[Entries from a pointing dataset]

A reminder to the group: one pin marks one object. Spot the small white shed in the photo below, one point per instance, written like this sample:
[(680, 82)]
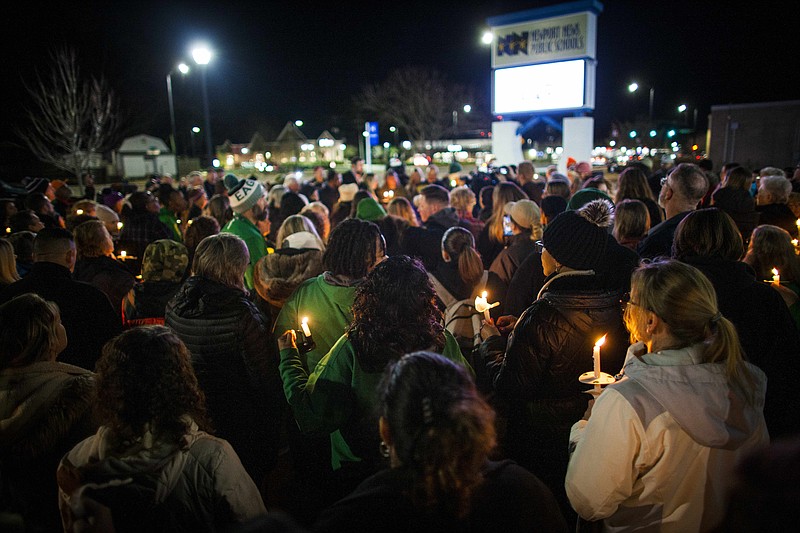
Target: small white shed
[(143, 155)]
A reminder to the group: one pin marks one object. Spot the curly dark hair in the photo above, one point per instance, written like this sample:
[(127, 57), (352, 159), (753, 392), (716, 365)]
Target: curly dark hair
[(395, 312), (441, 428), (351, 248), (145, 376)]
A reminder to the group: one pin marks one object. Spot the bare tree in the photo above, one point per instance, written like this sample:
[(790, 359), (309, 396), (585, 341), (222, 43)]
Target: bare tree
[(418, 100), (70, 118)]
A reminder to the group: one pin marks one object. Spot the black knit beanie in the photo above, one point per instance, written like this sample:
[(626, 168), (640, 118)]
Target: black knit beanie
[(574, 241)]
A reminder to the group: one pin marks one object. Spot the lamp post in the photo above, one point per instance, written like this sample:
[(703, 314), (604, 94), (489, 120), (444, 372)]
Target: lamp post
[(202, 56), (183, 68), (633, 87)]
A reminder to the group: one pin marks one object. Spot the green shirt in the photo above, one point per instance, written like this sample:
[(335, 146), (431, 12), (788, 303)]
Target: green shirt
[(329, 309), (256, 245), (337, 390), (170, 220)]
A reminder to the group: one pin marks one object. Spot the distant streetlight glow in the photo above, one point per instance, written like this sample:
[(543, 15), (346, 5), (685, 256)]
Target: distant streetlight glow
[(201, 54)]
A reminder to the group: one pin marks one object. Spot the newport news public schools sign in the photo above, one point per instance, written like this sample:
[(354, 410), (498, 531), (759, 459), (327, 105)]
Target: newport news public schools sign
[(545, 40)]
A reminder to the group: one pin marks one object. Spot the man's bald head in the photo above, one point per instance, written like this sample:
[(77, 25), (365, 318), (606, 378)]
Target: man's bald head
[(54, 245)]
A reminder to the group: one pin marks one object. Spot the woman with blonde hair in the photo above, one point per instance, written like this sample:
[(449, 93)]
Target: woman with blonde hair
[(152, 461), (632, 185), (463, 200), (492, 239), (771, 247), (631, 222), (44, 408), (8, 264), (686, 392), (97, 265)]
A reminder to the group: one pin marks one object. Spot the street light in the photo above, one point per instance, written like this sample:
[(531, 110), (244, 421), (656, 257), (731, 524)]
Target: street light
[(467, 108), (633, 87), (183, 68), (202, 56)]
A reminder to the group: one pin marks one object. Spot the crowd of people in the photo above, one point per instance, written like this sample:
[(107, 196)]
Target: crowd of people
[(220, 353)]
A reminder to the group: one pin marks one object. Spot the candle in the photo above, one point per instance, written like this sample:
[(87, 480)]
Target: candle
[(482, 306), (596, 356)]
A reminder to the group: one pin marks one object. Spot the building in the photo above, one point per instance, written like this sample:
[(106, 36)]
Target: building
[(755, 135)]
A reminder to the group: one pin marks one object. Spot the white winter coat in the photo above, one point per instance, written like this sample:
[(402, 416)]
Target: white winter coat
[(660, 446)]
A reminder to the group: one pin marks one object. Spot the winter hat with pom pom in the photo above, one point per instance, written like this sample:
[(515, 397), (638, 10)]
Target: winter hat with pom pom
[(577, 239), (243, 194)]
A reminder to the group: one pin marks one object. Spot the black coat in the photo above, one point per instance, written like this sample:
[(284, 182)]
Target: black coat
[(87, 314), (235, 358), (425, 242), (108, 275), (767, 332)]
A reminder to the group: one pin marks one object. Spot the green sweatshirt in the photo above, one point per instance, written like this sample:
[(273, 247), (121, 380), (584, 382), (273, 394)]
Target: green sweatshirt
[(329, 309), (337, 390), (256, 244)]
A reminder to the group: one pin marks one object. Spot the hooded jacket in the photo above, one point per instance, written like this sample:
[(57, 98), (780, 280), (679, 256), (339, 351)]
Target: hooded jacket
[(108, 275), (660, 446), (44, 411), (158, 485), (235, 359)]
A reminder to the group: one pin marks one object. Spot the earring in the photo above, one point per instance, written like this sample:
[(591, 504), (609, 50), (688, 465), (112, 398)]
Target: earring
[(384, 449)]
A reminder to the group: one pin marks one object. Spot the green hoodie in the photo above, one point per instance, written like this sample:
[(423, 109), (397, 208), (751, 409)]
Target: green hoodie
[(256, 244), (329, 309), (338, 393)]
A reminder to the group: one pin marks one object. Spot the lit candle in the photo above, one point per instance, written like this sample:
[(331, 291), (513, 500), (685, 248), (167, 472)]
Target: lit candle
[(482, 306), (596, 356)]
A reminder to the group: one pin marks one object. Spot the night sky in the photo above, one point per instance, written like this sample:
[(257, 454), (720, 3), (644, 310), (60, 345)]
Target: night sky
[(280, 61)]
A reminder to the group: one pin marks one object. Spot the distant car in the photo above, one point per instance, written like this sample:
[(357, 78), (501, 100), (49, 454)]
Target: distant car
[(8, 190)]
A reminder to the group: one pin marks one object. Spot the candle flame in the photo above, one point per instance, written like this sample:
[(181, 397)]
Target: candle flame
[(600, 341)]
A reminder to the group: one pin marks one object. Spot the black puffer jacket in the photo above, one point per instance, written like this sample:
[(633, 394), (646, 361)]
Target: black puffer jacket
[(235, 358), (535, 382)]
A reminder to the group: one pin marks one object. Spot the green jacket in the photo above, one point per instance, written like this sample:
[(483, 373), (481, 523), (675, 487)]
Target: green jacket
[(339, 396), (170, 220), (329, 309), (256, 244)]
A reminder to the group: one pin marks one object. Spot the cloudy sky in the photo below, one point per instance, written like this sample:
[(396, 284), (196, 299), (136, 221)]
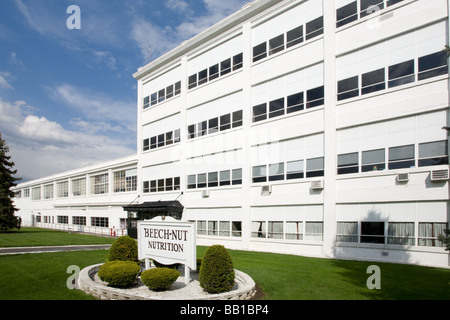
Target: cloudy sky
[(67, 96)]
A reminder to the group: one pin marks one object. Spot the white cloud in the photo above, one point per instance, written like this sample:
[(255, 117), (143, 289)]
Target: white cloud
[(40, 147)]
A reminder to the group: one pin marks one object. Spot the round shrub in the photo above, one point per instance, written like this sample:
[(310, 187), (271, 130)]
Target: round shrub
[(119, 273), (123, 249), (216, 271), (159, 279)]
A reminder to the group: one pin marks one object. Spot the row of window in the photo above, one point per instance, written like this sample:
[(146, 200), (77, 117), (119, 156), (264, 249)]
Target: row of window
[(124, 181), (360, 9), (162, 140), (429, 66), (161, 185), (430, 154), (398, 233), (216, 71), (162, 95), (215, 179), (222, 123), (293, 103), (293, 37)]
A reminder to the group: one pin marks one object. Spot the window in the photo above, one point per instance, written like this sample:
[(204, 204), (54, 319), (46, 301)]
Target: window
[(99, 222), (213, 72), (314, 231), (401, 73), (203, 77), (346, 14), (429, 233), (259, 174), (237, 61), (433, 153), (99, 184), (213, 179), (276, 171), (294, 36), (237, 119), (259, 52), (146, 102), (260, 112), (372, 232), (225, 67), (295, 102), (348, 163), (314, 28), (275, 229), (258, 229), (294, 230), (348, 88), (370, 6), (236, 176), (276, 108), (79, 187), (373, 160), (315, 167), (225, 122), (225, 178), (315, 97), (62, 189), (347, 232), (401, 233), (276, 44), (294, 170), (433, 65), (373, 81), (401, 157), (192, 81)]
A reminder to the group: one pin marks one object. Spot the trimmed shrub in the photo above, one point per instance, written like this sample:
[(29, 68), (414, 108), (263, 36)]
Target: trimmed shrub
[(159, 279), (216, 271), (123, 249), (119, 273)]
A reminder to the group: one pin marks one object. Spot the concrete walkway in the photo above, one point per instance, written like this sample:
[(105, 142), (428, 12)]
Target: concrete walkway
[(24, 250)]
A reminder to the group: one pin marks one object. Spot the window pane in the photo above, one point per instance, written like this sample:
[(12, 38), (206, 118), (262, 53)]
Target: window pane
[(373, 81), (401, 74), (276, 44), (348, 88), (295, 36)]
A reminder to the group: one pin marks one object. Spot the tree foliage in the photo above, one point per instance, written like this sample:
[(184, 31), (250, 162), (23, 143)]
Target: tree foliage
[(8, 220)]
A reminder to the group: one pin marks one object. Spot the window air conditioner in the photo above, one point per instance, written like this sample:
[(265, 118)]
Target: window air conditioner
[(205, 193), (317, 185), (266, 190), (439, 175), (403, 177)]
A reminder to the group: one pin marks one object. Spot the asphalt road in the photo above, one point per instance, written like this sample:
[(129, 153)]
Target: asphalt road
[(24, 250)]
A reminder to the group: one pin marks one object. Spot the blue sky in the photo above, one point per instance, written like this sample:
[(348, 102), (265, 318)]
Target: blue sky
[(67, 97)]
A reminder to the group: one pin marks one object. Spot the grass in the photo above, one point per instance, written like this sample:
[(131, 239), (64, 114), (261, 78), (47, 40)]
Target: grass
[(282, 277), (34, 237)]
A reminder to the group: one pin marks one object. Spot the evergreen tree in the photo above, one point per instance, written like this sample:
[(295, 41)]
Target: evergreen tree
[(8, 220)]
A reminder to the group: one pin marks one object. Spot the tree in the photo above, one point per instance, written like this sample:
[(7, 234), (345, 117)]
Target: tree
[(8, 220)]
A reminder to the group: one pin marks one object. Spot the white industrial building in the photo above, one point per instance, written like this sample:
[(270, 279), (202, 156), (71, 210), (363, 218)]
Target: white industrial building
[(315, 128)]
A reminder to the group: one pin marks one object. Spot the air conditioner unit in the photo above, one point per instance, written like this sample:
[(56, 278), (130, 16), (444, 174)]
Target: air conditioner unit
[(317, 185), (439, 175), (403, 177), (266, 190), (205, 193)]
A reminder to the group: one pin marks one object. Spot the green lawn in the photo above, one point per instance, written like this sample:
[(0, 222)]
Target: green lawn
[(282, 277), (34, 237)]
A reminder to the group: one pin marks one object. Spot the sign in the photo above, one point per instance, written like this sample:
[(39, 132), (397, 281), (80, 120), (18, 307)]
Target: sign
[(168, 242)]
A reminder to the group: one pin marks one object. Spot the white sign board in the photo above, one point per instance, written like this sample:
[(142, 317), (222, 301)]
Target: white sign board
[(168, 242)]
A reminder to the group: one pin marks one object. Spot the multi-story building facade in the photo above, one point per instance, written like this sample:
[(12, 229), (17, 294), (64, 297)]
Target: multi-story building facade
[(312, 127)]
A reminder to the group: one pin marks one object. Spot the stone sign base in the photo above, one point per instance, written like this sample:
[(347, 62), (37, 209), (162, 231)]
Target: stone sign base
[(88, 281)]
==
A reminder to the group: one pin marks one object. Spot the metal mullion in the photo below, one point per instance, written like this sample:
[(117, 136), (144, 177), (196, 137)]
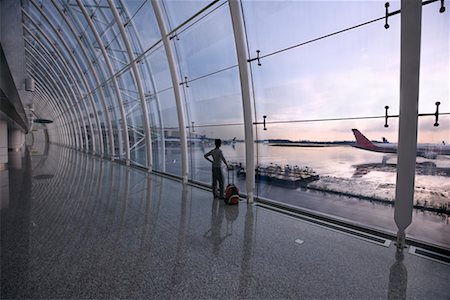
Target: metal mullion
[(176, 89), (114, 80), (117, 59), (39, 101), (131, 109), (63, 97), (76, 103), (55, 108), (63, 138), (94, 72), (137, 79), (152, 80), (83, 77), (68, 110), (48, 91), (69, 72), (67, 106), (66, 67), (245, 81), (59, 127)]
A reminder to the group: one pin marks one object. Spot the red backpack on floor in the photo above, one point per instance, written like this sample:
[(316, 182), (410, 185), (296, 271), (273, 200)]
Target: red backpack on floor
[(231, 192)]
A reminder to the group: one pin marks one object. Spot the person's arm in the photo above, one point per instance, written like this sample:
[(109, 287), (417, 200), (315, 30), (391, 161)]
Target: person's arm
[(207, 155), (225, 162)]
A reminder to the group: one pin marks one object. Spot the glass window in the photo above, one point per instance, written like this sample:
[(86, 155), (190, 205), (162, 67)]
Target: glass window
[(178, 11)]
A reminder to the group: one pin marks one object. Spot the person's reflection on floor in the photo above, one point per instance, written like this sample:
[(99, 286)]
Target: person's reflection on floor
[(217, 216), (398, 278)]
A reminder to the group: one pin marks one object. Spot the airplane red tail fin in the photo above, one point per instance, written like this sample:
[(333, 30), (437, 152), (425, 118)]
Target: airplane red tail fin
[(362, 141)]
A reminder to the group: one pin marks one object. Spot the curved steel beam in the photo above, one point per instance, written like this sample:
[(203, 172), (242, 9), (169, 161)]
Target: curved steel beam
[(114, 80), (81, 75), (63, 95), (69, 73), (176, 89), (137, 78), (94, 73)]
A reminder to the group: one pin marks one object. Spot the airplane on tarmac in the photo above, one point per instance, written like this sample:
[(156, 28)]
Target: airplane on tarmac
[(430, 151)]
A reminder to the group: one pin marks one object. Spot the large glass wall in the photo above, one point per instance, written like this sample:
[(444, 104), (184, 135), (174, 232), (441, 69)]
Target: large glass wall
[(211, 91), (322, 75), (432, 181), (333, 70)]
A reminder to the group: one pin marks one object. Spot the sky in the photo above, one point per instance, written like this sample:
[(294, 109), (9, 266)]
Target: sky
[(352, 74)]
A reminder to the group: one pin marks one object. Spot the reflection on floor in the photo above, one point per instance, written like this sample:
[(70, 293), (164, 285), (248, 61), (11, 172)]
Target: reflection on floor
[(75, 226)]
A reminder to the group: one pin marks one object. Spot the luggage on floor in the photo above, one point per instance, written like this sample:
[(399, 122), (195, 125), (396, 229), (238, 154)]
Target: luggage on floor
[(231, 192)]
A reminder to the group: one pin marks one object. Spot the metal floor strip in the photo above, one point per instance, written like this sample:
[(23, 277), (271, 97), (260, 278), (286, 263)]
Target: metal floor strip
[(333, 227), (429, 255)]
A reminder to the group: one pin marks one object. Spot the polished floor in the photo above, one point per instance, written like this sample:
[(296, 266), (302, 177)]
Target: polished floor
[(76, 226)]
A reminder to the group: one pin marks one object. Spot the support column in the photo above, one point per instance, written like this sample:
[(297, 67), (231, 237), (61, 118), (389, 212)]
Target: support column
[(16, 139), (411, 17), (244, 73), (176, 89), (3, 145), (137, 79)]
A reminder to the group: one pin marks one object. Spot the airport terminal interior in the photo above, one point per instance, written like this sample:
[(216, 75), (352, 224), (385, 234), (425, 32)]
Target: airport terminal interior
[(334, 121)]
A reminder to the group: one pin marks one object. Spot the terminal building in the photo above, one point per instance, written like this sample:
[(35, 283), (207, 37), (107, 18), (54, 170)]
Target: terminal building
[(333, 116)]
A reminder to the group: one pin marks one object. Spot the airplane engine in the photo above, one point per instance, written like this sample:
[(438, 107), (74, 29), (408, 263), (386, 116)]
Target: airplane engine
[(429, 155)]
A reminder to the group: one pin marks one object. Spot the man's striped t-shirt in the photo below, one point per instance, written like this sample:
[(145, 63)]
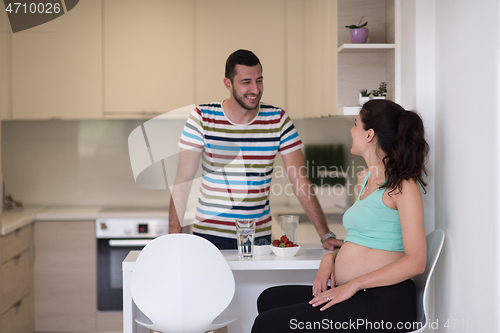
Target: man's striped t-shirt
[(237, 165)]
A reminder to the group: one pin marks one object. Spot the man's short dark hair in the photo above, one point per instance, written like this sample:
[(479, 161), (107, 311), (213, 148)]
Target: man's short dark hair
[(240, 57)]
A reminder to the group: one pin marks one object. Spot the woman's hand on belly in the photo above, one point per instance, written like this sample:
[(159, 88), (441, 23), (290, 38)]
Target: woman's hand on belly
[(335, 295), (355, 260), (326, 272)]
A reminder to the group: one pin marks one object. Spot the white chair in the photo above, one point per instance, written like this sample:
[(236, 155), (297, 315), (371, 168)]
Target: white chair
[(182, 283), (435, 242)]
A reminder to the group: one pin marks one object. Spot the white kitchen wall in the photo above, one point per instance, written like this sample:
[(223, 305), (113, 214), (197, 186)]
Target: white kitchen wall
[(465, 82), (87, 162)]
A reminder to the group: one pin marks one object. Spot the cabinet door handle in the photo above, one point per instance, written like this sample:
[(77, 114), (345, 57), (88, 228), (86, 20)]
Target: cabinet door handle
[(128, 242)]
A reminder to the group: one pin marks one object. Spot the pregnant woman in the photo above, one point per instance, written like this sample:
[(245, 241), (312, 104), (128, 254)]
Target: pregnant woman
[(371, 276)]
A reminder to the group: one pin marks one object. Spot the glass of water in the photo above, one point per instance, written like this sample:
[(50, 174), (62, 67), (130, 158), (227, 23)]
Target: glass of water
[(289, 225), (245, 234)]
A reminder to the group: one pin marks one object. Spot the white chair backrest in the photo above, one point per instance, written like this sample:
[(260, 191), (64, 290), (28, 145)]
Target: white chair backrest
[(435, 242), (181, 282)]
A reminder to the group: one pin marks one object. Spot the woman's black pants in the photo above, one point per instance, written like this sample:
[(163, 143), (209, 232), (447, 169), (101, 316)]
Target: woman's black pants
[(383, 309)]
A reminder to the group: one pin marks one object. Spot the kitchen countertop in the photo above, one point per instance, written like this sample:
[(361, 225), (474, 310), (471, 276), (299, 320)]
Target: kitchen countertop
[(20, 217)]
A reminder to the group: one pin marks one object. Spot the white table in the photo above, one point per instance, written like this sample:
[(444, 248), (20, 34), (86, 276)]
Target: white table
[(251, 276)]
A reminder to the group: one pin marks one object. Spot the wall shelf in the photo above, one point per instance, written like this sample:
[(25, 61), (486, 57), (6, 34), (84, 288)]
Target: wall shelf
* * *
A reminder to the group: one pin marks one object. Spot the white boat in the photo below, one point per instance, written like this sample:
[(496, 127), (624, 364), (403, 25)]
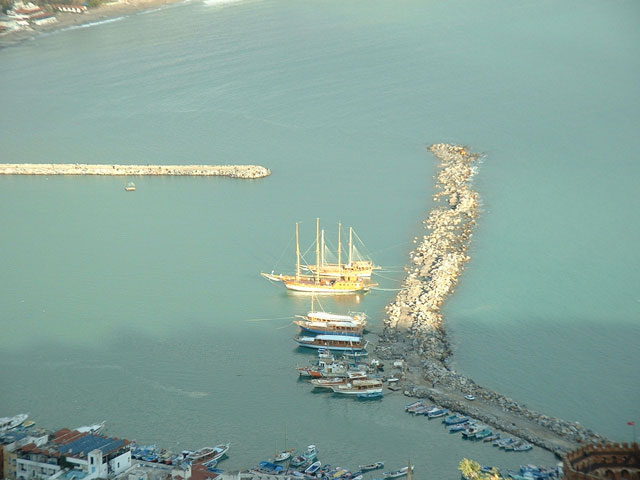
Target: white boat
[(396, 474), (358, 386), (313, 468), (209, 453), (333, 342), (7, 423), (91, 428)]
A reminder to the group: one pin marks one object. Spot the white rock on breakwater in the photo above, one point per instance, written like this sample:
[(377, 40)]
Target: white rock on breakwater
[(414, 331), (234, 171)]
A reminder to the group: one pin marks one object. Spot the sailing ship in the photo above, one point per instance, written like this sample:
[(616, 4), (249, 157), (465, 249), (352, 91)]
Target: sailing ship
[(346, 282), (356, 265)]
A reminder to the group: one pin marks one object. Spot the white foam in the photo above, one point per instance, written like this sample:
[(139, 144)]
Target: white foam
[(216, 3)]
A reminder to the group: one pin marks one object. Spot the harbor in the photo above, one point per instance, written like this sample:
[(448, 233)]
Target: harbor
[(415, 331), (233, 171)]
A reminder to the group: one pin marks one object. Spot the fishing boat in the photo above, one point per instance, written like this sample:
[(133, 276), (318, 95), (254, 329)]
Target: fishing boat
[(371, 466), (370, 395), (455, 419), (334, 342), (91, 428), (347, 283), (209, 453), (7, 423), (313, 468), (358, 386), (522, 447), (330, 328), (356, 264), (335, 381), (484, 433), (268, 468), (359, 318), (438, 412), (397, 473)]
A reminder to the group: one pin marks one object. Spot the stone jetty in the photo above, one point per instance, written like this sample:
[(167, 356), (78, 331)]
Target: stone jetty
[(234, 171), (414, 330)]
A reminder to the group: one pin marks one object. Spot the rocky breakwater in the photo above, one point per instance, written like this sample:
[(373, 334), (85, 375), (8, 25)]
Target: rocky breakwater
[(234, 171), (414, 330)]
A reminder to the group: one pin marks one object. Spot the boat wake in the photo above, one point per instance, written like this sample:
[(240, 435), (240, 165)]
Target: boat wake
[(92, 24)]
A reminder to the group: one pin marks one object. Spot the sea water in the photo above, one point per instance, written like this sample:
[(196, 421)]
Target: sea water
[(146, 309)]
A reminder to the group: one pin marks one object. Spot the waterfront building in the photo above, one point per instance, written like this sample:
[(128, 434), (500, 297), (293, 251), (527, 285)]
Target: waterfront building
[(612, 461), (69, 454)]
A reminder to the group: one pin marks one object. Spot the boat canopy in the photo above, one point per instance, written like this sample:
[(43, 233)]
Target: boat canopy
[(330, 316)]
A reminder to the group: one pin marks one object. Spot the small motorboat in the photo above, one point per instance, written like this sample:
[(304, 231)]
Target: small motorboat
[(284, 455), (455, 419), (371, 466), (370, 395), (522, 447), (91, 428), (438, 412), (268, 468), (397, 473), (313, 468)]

→ **WRITTEN PROBLEM**: Edit everything from the line containing "Spot the cloudy" down to the line containing "[(119, 273), (123, 249), (216, 271), (159, 279)]" so that "round shrub" becomes "green hedge", with the rest unchanged. Leave the pictures out.

→ **ANSWER TO THIS TASK**:
A reminder to the group: one pin marks one object. Spot the cloudy sky in the photo below, one point per instance, written like this sample:
[(396, 284), (196, 299), (136, 221)]
Target: cloudy sky
[(67, 96)]
A reminder to the group: one pin marks one object. Spot the white cloud in the photo above, one point per instance, written like this sample:
[(255, 117), (143, 289)]
Target: white cloud
[(40, 147)]
A reminder to the group: one pin marks one object. Spot the green hedge in the photo above, one point per instance, written like this sample:
[(310, 187), (271, 130)]
Target: green hedge
[(119, 273), (123, 249), (216, 271), (159, 279)]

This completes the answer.